Stored records
[Start of Attachment]

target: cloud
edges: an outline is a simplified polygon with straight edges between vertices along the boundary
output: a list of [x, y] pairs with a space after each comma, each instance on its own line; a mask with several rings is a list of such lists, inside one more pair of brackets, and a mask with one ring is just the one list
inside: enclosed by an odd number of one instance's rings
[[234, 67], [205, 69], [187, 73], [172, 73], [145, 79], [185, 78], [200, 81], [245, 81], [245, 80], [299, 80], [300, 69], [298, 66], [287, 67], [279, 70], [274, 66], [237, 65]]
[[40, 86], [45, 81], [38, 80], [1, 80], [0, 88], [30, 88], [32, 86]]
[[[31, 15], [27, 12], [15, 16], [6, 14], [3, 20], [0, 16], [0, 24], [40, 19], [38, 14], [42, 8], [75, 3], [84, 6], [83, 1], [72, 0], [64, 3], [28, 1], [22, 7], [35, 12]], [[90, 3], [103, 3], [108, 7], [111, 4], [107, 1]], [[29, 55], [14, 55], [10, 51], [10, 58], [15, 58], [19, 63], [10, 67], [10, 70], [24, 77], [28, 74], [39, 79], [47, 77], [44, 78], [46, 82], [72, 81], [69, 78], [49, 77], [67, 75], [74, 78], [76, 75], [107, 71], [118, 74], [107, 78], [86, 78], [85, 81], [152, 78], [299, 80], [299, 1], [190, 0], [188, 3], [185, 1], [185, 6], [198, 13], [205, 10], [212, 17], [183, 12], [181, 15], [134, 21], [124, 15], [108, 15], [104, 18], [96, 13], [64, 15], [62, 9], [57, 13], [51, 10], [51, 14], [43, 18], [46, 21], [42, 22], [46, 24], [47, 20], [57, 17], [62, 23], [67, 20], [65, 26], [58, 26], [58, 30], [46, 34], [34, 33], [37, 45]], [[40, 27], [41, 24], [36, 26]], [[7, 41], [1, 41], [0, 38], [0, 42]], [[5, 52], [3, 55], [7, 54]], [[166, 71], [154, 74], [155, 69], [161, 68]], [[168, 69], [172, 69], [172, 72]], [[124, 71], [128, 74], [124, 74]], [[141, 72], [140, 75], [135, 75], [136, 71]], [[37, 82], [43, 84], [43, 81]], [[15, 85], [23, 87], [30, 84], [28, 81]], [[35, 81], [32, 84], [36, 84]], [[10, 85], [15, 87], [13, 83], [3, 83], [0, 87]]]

[End of Attachment]

§ REQUIRED ACTION: Search the data for the string "with" and copy out every line where it is found.

§ FINISHED EXERCISE:
edges: an outline is a simplified polygon with straight edges between vertices along the boundary
output: a list of [x, y] pairs with a space after each comma, each instance on its own line; a mask with several rings is a list of such lists, inside one more pair of brackets, and a mask with one ring is just the one list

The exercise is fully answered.